Aim of the exercise: Reproduce every one of the following rows verbatim, without altering any character.

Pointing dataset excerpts
■ ■ ■
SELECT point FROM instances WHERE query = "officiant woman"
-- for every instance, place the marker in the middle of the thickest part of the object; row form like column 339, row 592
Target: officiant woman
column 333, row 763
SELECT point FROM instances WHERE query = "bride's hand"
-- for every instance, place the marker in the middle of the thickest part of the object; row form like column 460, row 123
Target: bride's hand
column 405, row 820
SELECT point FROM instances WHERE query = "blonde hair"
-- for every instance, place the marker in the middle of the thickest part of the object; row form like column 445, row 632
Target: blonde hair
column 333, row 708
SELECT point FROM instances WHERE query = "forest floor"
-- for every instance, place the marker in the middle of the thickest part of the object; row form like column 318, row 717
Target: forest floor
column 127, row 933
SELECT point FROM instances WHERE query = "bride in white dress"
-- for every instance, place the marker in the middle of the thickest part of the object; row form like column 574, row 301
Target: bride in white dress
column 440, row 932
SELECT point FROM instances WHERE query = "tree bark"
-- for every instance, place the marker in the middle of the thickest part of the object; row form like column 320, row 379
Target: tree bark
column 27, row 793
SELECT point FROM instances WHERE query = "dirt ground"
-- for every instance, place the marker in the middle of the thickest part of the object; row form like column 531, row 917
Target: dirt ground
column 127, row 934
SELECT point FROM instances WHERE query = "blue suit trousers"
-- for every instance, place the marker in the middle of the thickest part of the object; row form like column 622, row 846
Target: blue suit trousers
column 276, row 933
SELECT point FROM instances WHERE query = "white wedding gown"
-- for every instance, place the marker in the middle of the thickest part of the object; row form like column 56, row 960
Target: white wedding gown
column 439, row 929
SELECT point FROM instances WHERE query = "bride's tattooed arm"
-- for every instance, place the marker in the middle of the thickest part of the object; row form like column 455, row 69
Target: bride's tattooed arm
■ ■ ■
Completed task:
SELECT point FROM instances WHERE query = "officiant woman"
-- for every instance, place the marker in the middle of the thickest part of the object; row form like column 339, row 592
Target: officiant woman
column 333, row 763
SELECT point FROM instances WHERE query = "bride's hand"
-- for every instance, place the marker in the middle of the thickest part of the object; row form like column 460, row 123
Target: bride's hand
column 405, row 820
SELECT point FROM instances WHERE query = "blonde hair"
-- for every instance, place the marker in the middle of the thickest part of the object; row form like column 445, row 632
Target: blonde hair
column 333, row 708
SELECT point FROM instances WHERE query = "forest floor"
-- for every instance, place the marker in the middle of the thickest part of the object; row form like column 318, row 717
Target: forest floor
column 127, row 933
SELECT point FROM instances WHERE query = "bride in white dress"
-- for every instance, place the marker in the middle of the thickest part of the object; row form like column 574, row 301
Target: bride in white dress
column 440, row 932
SELECT point FROM instances WHERE query = "tree bark"
-- for every instance, place the marker in the middle of the thickest part of the object; row form like column 320, row 379
Target: tree bark
column 27, row 793
SELECT point FROM instances WHERE query = "dirt ground"
-- for every instance, place the marker in the middle of the thickest part of the object; row form like column 531, row 917
Target: dirt ground
column 127, row 934
SELECT point FROM instances WHERE query = "blue suit trousers"
-- for every instance, place the marker in the middle of the thickest part of the object; row form like column 622, row 846
Target: blue suit trousers
column 276, row 933
SELECT point FROM instances WHERE query = "white wedding gown"
-- for every instance, place the marker in the middle of the thickest part of the object; row form like column 56, row 960
Target: white wedding gown
column 439, row 929
SELECT point FROM instances WHERE query = "bride's tattooed arm"
-- for every instance, place the marker in the middle of the thickest part of the object; row form like column 455, row 69
Target: bride's tattooed arm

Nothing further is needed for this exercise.